* GIVEN RECORDS *

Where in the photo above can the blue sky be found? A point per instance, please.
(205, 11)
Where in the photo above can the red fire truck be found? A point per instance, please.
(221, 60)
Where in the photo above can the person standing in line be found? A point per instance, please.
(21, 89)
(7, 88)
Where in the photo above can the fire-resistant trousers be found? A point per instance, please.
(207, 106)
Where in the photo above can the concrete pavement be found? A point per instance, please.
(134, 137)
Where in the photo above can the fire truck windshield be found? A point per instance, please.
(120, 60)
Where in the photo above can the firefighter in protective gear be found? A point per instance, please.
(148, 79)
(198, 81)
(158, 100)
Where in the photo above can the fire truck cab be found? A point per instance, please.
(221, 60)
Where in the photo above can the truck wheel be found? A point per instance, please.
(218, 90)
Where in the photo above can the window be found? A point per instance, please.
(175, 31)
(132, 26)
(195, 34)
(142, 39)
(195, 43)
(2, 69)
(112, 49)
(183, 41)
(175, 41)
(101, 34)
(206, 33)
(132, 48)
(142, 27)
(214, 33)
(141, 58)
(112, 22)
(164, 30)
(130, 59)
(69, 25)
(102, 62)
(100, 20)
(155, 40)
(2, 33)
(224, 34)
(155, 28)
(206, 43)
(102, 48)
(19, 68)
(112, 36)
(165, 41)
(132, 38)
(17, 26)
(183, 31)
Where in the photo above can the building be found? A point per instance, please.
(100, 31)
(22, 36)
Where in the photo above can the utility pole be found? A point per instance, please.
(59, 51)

* EXERCISE AIM *
When the material above has been read, copy all of it exactly.

* FINAL ANSWER *
Where in the photo above can the blue sky be found? A point per instance, please.
(205, 11)
Where in the photo above can the red fire truck be found? A point per instance, please.
(221, 60)
Where in the photo above can the person standing in line be found? A point per instance, please.
(21, 89)
(7, 88)
Where in the photo above can the fire-resistant trousers be found? A point per instance, please.
(207, 106)
Where in the photo above can the concrete pavement be found? A point per instance, please.
(134, 137)
Where in the photo above can the fire truck windshield be found? A point per instance, please.
(120, 60)
Where in the photo above can the firefighter in protective gear be found? A point per instance, please.
(148, 79)
(198, 81)
(158, 100)
Where in the photo above can the fire truck cab be found? A point per instance, please.
(221, 60)
Where in the photo above can the truck wheel be found? A point per instance, please.
(218, 90)
Where in the photo above can the window be found? A point per instance, please.
(175, 31)
(132, 26)
(195, 34)
(142, 39)
(195, 43)
(2, 69)
(112, 49)
(183, 41)
(175, 41)
(101, 34)
(206, 33)
(132, 48)
(142, 27)
(214, 33)
(141, 58)
(112, 22)
(164, 30)
(130, 59)
(69, 25)
(102, 62)
(100, 20)
(155, 40)
(2, 33)
(224, 34)
(155, 28)
(206, 43)
(102, 48)
(19, 68)
(112, 36)
(165, 41)
(132, 38)
(17, 26)
(183, 31)
Where in the photo above can the building be found? A point per instance, please.
(100, 31)
(22, 36)
Where in the photo above can the utility pole be found? A point per instance, please.
(59, 51)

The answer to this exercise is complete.